▶ _What is expected_:
Transcribe each entry. Change nothing.

- Opening Delimiter -

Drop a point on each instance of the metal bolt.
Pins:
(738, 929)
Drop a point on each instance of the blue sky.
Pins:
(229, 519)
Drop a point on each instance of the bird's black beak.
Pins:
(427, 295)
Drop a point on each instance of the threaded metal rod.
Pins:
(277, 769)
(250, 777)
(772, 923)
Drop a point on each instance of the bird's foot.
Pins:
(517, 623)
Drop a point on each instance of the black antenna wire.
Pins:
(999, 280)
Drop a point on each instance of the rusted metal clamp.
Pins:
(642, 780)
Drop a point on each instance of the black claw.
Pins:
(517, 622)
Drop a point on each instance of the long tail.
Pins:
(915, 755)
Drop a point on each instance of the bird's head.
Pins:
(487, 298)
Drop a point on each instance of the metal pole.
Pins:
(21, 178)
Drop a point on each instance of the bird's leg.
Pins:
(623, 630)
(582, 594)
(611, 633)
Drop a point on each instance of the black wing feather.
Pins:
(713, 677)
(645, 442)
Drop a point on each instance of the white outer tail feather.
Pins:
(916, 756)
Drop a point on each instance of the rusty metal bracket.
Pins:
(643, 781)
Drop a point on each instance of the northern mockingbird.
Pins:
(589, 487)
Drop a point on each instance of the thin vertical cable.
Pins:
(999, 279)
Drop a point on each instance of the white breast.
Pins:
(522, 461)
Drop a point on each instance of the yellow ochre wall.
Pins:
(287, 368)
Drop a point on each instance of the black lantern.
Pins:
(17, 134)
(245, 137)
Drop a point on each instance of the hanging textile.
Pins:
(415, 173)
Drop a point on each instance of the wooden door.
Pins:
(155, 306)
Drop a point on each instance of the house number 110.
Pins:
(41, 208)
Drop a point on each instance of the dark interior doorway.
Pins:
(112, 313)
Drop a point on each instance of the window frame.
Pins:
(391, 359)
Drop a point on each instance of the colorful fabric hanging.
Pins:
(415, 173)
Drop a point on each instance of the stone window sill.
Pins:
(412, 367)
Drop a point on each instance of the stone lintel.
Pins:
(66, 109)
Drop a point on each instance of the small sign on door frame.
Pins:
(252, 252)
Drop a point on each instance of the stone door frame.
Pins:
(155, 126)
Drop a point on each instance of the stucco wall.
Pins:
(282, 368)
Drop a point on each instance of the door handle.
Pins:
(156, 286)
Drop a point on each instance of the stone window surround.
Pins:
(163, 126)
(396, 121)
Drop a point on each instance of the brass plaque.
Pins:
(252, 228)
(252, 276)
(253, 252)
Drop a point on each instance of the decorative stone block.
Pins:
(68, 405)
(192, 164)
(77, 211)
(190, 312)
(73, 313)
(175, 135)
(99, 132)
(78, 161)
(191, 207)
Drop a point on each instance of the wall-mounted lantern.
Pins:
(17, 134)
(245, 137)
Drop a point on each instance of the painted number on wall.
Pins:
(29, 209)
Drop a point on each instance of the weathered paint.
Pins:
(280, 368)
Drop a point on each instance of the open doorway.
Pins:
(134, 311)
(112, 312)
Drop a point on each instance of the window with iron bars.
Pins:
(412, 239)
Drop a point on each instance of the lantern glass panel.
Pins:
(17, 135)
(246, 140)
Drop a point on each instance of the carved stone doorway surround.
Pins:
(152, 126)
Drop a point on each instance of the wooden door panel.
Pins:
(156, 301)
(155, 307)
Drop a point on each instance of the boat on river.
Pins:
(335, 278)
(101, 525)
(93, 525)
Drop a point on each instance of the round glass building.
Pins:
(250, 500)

- Closing Delimiter -

▶ _Expected answer_:
Drop a point on each instance of the metal bolt.
Pins:
(738, 929)
Drop a point on each instance of the blue sky.
Pins:
(229, 519)
Drop a point on each instance of the bird's black beak.
Pins:
(427, 295)
Drop a point on each instance of the threaded metal rod.
Pins:
(277, 769)
(250, 777)
(772, 923)
Drop a point on each instance of the bird's foot.
Pins:
(517, 623)
Drop a point on each instance of the black antenna wire.
Pins:
(999, 280)
Drop a point on each instance of the rusted metal clamp.
Pins:
(642, 780)
Drop a point on each instance of the black claw.
Pins:
(517, 622)
Drop a point on each instance of the long tail.
Pins:
(915, 755)
Drop a point on each instance of the bird's head.
Pins:
(487, 298)
Drop a point on each instance of the metal pole.
Pins:
(21, 178)
Drop a point on each instance of the bird's leg.
Pins:
(623, 630)
(582, 594)
(611, 633)
Drop a point on each instance of the black wing feather.
Pins:
(713, 677)
(645, 442)
Drop a point on each instance of the white outer tail feather.
Pins:
(916, 756)
Drop a point on each instance of the rusty metal bracket.
Pins:
(643, 781)
Drop a point on each instance of the northern mockingbird.
Pins:
(589, 487)
Drop a point on each instance of the thin vertical cable.
Pins:
(999, 279)
Drop a point on each instance of the white breast.
Pins:
(522, 461)
Drop a point on each instance of the yellow ochre wall.
Pins:
(287, 368)
Drop a point on each instance of the black lantern.
Pins:
(17, 134)
(245, 137)
Drop a point on each instance of the hanging textile.
Pins:
(415, 173)
Drop a point on each instance of the wooden door.
Pins:
(155, 306)
Drop a point on each instance of the house number 110.
Pins:
(41, 208)
Drop a point on each instance of the dark interior doorway.
Pins:
(112, 313)
Drop a point on each instance of the window frame.
Pins:
(391, 359)
Drop a point on each instance of the colorful fabric hanging.
Pins:
(415, 173)
Drop a point on each instance of the stone window sill.
Pins:
(412, 367)
Drop a point on each instance of the stone lintel.
Pins:
(66, 109)
Drop a point on each instance of the small sign on door frame.
Pins:
(252, 252)
Drop a point on each instance of the stone door frame.
Pins:
(155, 126)
Drop a point on each instance of the stucco wall.
Pins:
(282, 368)
Drop a point on each instance of the door handle.
Pins:
(156, 286)
Drop a point on each instance of the stone window surround.
Pins:
(163, 126)
(396, 121)
Drop a point on each instance of the brass plaque.
Pins:
(252, 228)
(252, 276)
(253, 252)
Drop a point on each instance of the decorative stone block.
Pins:
(68, 405)
(192, 164)
(77, 211)
(190, 312)
(73, 313)
(175, 135)
(99, 132)
(78, 161)
(191, 207)
Drop a point on each instance of the wall-mounted lantern.
Pins:
(17, 134)
(245, 137)
Drop a point on each instance of the painted number on wall.
Pins:
(29, 209)
Drop a point on each instance of the weathered paint.
Pins:
(280, 368)
Drop a point on each instance of the open doorway.
Pins:
(134, 311)
(112, 312)
Drop a point on each instance of the window with iron bars.
Pins:
(412, 239)
Drop a point on each instance of the lantern glass panel.
Pins:
(17, 135)
(246, 140)
Drop a point on each instance of the carved stone doorway surround.
Pins:
(152, 126)
Drop a point on each instance of the wooden door panel.
Pins:
(156, 301)
(155, 307)
Drop a point on each instance of the boat on river.
Pins:
(335, 278)
(101, 525)
(93, 525)
Drop a point on each instance of the round glass building.
Pins:
(250, 500)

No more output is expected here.